- **Excerpted records**
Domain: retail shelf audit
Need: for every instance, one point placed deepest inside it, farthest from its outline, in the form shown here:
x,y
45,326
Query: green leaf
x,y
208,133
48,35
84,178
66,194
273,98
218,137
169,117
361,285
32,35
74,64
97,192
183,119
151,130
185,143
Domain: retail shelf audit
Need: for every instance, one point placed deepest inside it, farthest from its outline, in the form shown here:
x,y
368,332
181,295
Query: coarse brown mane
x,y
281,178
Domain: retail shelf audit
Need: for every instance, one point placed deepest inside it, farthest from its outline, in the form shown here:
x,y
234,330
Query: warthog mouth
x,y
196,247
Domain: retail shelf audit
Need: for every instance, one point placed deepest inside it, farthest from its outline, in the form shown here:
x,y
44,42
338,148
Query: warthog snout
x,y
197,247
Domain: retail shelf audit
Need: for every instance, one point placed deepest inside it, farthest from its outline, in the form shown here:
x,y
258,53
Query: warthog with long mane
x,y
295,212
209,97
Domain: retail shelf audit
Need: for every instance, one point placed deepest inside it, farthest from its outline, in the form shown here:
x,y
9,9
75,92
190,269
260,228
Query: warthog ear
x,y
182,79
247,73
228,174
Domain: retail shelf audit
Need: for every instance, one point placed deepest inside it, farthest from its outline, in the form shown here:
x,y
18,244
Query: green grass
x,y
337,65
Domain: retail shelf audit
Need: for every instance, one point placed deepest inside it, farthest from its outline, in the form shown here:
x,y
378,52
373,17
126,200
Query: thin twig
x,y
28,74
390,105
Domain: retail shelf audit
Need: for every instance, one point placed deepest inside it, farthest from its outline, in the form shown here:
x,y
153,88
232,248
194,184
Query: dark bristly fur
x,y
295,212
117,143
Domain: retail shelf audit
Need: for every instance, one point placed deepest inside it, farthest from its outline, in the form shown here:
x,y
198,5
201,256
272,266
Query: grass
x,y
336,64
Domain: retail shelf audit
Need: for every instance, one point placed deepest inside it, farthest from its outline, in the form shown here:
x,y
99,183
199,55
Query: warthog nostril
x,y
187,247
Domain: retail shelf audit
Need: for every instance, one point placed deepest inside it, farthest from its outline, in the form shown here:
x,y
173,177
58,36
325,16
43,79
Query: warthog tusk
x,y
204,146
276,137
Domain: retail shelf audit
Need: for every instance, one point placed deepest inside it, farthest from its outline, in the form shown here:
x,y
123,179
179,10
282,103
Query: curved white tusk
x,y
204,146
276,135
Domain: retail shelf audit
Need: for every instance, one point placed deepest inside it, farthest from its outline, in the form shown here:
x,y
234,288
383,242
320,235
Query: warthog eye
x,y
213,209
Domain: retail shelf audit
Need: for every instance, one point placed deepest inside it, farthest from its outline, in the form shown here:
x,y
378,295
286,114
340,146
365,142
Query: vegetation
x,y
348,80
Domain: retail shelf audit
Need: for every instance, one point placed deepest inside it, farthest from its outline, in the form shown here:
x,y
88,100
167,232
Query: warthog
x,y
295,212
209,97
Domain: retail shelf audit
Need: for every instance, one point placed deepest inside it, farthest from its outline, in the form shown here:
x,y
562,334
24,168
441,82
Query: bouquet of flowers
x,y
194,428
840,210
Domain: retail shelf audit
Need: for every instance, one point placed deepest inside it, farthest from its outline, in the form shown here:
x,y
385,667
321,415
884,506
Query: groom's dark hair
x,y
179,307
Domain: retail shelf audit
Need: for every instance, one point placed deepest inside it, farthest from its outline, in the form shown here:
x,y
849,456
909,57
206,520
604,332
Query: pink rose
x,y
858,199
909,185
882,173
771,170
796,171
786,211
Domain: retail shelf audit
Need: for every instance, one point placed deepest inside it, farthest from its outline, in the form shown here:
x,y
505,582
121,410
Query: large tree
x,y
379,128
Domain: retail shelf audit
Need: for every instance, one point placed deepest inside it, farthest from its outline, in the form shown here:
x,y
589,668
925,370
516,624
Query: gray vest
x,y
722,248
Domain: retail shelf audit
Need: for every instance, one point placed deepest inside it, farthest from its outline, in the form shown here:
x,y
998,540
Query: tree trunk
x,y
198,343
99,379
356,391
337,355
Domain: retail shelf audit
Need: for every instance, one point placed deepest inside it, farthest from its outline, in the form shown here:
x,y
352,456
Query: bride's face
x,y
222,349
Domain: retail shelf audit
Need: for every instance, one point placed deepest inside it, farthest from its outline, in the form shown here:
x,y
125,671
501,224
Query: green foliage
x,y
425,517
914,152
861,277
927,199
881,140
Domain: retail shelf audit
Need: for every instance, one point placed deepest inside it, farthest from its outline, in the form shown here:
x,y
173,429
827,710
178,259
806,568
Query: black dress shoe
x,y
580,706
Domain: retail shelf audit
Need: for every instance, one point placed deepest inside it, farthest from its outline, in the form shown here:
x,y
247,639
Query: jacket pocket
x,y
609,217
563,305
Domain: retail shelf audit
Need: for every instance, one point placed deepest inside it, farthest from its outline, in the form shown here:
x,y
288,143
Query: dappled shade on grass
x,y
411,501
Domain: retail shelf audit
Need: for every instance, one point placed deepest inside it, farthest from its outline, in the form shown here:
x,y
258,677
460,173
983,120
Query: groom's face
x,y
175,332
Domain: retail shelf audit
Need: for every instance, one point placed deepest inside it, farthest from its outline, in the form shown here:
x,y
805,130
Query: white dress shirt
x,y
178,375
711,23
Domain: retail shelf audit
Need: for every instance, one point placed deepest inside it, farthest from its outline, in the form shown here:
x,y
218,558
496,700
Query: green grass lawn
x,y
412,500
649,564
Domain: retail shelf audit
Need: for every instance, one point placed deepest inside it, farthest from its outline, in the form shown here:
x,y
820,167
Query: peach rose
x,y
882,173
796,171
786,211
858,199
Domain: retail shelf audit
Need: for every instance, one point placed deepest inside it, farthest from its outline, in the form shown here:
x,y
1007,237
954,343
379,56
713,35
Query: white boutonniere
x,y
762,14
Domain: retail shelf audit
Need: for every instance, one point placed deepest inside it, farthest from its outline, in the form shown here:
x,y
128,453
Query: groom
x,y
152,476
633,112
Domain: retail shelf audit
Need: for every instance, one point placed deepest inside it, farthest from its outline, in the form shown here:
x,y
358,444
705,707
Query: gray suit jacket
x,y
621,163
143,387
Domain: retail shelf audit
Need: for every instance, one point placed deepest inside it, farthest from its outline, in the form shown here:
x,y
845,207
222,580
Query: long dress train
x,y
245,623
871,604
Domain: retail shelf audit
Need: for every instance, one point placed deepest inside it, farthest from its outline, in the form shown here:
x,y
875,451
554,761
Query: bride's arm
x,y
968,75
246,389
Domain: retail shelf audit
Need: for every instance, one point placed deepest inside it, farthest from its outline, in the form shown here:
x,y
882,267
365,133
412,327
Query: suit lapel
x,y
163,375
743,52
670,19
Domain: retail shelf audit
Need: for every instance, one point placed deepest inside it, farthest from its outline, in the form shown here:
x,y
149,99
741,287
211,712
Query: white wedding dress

- **Required task**
Write the data from above out again, exactly.

- **Correct result**
Domain: retail shelf audit
Need: for every instance, one point placed deepest inside it, farthest from its outline, in the form shown here:
x,y
45,326
Query: green leaf
x,y
208,133
48,35
84,178
66,194
273,98
218,137
169,117
361,285
32,35
74,64
97,192
183,119
151,130
185,143
Domain: retail shelf audit
Need: for every instance, one point placed deepest inside it, farthest from its outline, in the form shown here:
x,y
368,332
181,295
Query: coarse brown mane
x,y
281,178
Domain: retail shelf audit
Need: for every instance, one point placed deepest inside it, farthest from its outline, in the form shown here:
x,y
234,330
Query: warthog mouth
x,y
196,247
Domain: retail shelf audit
Need: for every instance, one point placed deepest inside it, farthest from its outline, in the form shown here:
x,y
44,42
338,148
Query: warthog snout
x,y
197,247
Domain: retail shelf audit
Need: for every instance, one point placed deepest inside it, farthest from its outline, in the form shown here:
x,y
258,53
Query: warthog with long mane
x,y
295,212
209,97
Domain: retail shelf audit
Need: for every instance, one point placed deepest inside it, farthest from its outline, in the form shown here:
x,y
9,9
75,92
190,269
260,228
Query: warthog ear
x,y
182,79
247,73
228,174
Domain: retail shelf audit
Need: for every instance, one point placed deepest inside it, farthest from its outline, in the form shown here:
x,y
18,244
Query: green grass
x,y
337,65
Domain: retail shelf audit
Need: for every instance, one point placed deepest inside it, farthest from its outline, in the form shown here:
x,y
378,52
373,17
126,200
Query: thin twig
x,y
28,74
390,105
Domain: retail shelf audit
Need: for every instance, one point placed deepest inside it, farthest from its outline, in the form shown here:
x,y
153,88
232,248
194,184
Query: dark bristly fur
x,y
295,212
117,143
Domain: retail shelf audit
Need: for every instance, one point placed deepest inside it, farthest from its outline, in the form shown here:
x,y
198,5
201,256
272,266
Query: grass
x,y
336,64
Domain: retail shelf audit
Need: for every instance, one point placed deepest inside it, farthest from its outline, in the form shown here:
x,y
99,183
199,55
Query: warthog nostril
x,y
187,247
Domain: retail shelf audit
Need: for every instance, one point placed deepest inside it, farthest from its outline, in the form shown here:
x,y
173,177
58,36
325,16
43,79
Query: warthog tusk
x,y
204,146
276,137
Domain: retail shelf audit
Need: for every instance, one point placed deepest inside it, farthest from its outline, in the form shown here:
x,y
123,179
179,10
282,103
Query: curved white tusk
x,y
204,146
276,135
Domain: retail shelf audit
Need: for every instance, one point placed deepest inside it, farthest from its outline, in the form shown here:
x,y
234,288
383,242
320,235
Query: warthog eye
x,y
213,209
Domain: retail shelf audit
Need: for every instance, one point placed deepest inside it, farthest from its outline, in the form shown here:
x,y
378,295
286,114
340,146
365,142
Query: vegetation
x,y
348,80
Domain: retail shelf audit
Need: for every instance, one point placed deepest inside it, farthest from its outline, in the form shown here:
x,y
88,100
167,232
Query: warthog
x,y
295,212
209,97
Domain: retail shelf audit
Need: for every instance, one point placed deepest inside it, farthest from its outline, in the form shown here:
x,y
562,334
24,168
441,82
Query: bouquet of flowers
x,y
194,428
840,210
Domain: retail shelf audit
Need: for every instance, one point placed deepest inside it, farthest from its outline, in the form shown here:
x,y
385,667
321,415
884,506
Query: groom's dark hair
x,y
179,307
Domain: retail shelf audit
Need: for every instance, one point placed deepest inside it, farthest from its outline, in the form shown here:
x,y
849,456
909,57
206,520
604,332
Query: pink rose
x,y
858,199
909,185
882,173
771,170
796,171
786,211
Domain: retail shelf audit
Need: for every instance, one point placed deepest inside it, farthest from its outline, in the form shown here:
x,y
505,582
121,410
Query: large tree
x,y
379,128
Domain: retail shelf audit
Need: for every instance, one point placed deepest inside it, farthest from its outline, in the form shown here:
x,y
589,668
925,370
516,624
Query: gray vest
x,y
722,248
Domain: retail shelf audit
Need: for every instance, one point placed deepest inside it, farthest from its outline, in the form shown here:
x,y
998,540
Query: tree trunk
x,y
198,343
99,379
356,391
337,355
Domain: retail shelf audit
Need: for every instance, one point placed deepest inside it, farthest from its outline, in the form shown here:
x,y
352,456
Query: bride's face
x,y
222,349
Domain: retail shelf audit
Need: for every instance, one point placed deepest inside it, farthest from its outline, in the form shown here:
x,y
125,671
501,224
Query: green foliage
x,y
425,517
914,152
861,277
927,199
881,140
Domain: retail shelf audit
Need: for every instance, one point placed deepest inside it, farthest from its outline, in the form shown here:
x,y
173,429
827,710
178,259
806,568
Query: black dress shoe
x,y
580,706
Domain: retail shelf audit
Need: for every instance, one point placed deepest inside it, farthest from its outline, in the form shown here:
x,y
247,639
Query: jacket pocket
x,y
609,217
563,305
Domain: retail shelf audit
Need: for every instance, one point placed deepest inside it, farthest from its outline, in the form shown here:
x,y
288,143
Query: dappled shade on grass
x,y
411,501
Domain: retail shelf audit
Need: for every instance, one point placed deepest inside it, farthest from its outline, in the form shown here:
x,y
258,677
460,173
983,120
Query: groom's face
x,y
175,332
Domain: retail shelf audit
Need: for every instance, one point placed deepest inside it, farthest from its outline, in the form shown here:
x,y
805,130
Query: white dress shirt
x,y
178,375
711,23
Domain: retail shelf audit
Need: for every instance, one point placed deepest inside it, farthest from its outline, in the form shown here:
x,y
218,558
496,700
Query: green grass lawn
x,y
412,500
649,564
Domain: retail shelf audit
Need: for every instance, one point placed deepest inside it, farthest from its outline, in the form shown here:
x,y
820,167
Query: peach rose
x,y
882,173
796,171
786,211
858,199
Domain: retail shelf audit
Need: for every instance, one point placed deepest inside it, farthest from its outline, in the form shown here:
x,y
1007,237
954,343
379,56
713,35
Query: white boutonniere
x,y
762,14
Domain: retail shelf audit
Need: for every instance, one point placed deepest inside it, farthest from its outline, in the form shown here:
x,y
128,453
Query: groom
x,y
152,476
633,112
Domain: retail shelf audit
Need: for every instance, one point placed deepest inside it, farthest from its outline, in the form shown here:
x,y
358,444
705,707
Query: gray suit jacket
x,y
621,163
143,387
Domain: retail shelf audit
Need: for every instance, one point placed deepest inside it, farthest from its outline, in the form shown here:
x,y
845,207
222,580
Query: long dress train
x,y
245,623
871,604
Domain: retail shelf audit
Need: for every instance, one point placed deepest inside it, farthest from its outline, in the form shown here:
x,y
875,451
554,761
Query: bride's arm
x,y
968,75
246,389
Domain: retail shelf audit
Need: for every instance, one point placed deepest inside it, farthest from its outline, in the form shown here:
x,y
882,267
365,133
412,327
Query: suit lapel
x,y
163,375
743,52
670,19
Domain: retail shelf audit
Need: for every instance, one point placed deepest inside it, farthest from its outline, in the form shown here:
x,y
149,99
741,287
211,712
Query: white wedding dress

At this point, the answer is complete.